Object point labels
------------
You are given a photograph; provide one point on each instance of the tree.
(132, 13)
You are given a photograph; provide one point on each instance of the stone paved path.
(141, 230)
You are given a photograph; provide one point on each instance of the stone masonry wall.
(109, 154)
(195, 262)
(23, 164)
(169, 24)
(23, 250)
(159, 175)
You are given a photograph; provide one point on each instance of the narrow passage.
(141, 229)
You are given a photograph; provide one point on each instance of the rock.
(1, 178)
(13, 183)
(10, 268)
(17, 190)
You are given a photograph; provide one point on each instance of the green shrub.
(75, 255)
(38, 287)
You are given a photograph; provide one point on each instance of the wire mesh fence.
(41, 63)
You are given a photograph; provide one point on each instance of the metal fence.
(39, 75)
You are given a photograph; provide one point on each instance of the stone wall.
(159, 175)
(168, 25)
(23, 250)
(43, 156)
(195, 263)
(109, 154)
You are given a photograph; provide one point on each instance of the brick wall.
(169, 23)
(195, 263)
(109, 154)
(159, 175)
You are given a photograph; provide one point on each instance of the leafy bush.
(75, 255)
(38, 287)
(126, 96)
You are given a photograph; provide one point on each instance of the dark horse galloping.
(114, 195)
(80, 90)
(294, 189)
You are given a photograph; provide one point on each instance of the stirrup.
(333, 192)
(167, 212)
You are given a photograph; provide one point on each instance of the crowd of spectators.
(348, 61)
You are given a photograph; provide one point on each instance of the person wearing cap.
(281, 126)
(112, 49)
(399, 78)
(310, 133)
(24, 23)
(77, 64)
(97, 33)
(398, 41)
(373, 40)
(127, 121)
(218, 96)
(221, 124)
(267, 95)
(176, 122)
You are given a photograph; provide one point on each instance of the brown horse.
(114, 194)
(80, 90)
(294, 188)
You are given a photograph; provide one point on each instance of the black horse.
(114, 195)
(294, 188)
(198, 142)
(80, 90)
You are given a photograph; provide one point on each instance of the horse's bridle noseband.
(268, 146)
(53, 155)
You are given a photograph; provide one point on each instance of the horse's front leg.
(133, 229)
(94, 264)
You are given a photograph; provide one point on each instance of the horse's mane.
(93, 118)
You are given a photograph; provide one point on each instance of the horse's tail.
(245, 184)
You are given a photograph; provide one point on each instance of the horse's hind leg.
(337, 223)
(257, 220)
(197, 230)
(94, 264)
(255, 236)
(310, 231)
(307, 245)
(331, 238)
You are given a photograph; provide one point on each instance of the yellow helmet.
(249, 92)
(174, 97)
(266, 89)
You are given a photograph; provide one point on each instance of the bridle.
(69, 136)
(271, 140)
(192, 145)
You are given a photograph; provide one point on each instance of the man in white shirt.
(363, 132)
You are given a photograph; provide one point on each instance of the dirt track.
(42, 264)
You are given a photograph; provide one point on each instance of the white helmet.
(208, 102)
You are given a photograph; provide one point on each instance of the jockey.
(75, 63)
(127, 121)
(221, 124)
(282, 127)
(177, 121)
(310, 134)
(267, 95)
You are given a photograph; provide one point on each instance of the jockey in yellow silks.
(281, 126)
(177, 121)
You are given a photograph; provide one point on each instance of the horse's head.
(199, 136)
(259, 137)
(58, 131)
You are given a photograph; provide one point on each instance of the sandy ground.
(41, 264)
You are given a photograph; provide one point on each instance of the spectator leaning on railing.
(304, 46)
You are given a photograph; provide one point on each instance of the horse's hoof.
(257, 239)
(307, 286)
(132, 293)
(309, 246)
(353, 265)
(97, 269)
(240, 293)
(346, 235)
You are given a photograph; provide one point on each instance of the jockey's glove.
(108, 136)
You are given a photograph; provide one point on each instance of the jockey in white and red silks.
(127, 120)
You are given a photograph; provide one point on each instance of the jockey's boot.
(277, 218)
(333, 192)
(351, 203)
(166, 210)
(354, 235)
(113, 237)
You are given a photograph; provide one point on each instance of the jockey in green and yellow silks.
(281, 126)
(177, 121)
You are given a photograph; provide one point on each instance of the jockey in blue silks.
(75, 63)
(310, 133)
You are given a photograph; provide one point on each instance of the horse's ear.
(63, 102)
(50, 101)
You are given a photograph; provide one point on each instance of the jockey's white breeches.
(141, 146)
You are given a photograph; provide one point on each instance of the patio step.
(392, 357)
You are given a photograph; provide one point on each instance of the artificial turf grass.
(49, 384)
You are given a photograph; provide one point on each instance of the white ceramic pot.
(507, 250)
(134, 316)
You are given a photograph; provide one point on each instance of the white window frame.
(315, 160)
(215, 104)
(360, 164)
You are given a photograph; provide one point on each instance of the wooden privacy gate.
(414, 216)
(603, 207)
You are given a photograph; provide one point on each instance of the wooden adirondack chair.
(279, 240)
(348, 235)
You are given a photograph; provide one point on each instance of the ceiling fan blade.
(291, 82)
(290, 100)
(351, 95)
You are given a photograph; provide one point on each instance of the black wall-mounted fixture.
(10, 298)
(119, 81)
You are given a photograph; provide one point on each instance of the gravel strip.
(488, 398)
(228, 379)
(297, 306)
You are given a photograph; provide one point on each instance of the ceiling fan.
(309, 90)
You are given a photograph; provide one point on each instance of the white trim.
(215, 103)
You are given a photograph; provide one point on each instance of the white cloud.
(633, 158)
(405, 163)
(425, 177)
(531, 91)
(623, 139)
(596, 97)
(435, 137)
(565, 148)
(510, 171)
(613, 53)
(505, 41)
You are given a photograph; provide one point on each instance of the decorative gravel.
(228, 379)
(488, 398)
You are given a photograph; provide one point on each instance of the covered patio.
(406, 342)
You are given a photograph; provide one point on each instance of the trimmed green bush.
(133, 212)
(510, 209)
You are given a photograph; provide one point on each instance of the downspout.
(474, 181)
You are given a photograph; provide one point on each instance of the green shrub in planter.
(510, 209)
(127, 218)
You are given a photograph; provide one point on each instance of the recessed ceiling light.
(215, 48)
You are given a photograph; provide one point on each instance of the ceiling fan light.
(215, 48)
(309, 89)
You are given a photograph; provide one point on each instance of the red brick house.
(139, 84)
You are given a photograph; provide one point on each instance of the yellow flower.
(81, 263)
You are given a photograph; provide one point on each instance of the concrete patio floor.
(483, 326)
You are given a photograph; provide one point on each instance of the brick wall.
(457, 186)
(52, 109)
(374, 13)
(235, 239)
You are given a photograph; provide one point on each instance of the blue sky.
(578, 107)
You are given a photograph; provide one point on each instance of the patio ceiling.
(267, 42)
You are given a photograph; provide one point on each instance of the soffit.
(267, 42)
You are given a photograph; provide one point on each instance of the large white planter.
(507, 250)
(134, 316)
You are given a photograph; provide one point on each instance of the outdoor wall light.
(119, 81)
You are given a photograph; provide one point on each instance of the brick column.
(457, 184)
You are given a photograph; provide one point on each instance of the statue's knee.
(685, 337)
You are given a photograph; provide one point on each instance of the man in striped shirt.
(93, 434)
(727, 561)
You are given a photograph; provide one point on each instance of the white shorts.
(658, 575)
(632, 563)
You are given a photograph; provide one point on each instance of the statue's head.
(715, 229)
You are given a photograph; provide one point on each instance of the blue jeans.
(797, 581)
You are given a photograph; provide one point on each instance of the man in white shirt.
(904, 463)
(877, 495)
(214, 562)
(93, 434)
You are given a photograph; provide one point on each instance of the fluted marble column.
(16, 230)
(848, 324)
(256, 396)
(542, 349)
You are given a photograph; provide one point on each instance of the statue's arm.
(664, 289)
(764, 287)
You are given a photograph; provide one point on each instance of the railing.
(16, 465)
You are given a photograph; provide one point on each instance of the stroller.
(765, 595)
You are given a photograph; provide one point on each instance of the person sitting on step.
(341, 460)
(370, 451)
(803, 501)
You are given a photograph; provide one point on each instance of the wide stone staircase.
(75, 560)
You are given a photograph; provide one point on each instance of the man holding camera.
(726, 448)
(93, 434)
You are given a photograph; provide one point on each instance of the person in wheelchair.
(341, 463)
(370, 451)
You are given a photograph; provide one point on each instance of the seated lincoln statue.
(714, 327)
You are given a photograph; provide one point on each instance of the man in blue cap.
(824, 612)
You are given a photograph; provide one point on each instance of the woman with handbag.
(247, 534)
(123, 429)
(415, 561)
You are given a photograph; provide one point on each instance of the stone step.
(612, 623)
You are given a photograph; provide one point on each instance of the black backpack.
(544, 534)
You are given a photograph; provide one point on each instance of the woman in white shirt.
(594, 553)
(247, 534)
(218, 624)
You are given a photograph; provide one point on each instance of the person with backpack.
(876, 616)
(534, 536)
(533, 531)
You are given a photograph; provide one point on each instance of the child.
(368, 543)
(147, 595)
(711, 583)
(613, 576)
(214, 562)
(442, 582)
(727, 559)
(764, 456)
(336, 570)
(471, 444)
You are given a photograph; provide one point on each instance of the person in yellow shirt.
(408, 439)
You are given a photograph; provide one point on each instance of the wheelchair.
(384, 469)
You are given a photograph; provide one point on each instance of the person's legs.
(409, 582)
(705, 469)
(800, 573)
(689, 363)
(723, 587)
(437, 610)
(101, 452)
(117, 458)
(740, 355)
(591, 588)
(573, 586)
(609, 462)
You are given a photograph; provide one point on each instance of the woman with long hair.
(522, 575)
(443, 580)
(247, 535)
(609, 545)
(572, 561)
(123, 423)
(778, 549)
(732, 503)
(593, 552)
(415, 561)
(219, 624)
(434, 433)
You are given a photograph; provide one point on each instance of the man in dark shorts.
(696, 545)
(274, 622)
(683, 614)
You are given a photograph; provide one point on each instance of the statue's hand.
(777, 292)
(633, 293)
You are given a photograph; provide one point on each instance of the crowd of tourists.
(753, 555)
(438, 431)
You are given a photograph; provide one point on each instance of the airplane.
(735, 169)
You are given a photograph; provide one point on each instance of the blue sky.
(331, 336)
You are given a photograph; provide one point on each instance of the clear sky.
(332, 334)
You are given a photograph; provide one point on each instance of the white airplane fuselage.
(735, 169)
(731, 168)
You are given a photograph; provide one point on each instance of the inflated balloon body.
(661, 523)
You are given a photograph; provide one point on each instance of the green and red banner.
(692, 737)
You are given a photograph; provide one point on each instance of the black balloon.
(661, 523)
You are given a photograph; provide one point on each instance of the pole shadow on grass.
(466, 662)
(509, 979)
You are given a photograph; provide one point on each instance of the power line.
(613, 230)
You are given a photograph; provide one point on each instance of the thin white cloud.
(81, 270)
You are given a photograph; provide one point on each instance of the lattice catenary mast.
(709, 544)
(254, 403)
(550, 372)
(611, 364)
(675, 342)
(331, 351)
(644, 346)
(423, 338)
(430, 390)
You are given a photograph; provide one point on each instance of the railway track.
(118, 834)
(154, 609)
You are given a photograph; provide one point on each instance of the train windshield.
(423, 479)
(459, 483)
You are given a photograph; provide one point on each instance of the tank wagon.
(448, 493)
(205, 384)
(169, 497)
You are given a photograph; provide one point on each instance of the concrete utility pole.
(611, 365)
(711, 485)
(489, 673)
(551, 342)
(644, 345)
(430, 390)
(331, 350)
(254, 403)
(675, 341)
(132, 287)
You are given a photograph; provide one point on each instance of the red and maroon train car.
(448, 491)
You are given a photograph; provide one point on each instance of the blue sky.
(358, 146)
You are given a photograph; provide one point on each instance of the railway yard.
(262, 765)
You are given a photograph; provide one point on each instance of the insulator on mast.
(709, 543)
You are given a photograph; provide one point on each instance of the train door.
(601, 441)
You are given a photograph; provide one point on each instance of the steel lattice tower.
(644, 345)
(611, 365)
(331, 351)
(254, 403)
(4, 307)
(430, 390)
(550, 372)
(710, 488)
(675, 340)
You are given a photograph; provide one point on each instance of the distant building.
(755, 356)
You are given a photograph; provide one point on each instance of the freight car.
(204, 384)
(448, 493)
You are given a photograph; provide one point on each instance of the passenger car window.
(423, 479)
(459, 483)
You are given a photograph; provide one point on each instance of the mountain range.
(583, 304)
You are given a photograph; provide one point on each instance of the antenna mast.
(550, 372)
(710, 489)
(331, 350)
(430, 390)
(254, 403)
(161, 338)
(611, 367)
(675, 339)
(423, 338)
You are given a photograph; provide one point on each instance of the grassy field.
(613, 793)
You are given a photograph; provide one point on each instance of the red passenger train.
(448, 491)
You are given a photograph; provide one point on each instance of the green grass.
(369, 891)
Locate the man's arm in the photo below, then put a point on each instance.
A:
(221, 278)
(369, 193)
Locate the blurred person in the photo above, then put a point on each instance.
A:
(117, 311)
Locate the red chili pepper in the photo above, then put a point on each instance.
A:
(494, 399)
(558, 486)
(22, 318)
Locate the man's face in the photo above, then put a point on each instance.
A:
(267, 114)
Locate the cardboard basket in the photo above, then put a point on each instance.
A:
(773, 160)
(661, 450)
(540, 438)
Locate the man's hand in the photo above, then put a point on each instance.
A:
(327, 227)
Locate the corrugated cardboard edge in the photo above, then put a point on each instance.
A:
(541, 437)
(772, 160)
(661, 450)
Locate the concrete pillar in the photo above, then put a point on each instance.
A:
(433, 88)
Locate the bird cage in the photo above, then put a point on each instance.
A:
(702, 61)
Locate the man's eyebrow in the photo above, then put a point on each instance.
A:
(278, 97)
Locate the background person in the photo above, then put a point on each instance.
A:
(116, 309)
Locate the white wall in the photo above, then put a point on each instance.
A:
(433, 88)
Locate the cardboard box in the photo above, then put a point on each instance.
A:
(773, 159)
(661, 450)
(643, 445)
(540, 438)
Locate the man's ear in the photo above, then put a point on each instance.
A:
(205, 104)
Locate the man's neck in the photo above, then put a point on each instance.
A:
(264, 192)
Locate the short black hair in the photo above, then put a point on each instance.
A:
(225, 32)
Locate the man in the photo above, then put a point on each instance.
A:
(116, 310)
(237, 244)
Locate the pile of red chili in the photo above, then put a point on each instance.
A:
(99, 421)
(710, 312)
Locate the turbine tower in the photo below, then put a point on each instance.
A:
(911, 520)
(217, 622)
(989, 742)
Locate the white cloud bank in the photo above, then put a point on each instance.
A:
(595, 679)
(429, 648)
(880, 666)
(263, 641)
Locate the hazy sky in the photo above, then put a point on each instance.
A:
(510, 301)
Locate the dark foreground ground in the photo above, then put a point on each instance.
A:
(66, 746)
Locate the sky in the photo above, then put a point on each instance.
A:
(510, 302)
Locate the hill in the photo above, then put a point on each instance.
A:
------------
▶ **DIRECTIVE**:
Reproduce the material from the line containing "Locate the sky" through the end of the material, substituting "ridge" for "hill" and leaving everything else unchanged.

▶ **ANSWER TO THIS TASK**:
Locate the sky in the photo above, then put a point on each instance.
A:
(510, 302)
Locate the ridge in the photo above, then put a point on each instance.
A:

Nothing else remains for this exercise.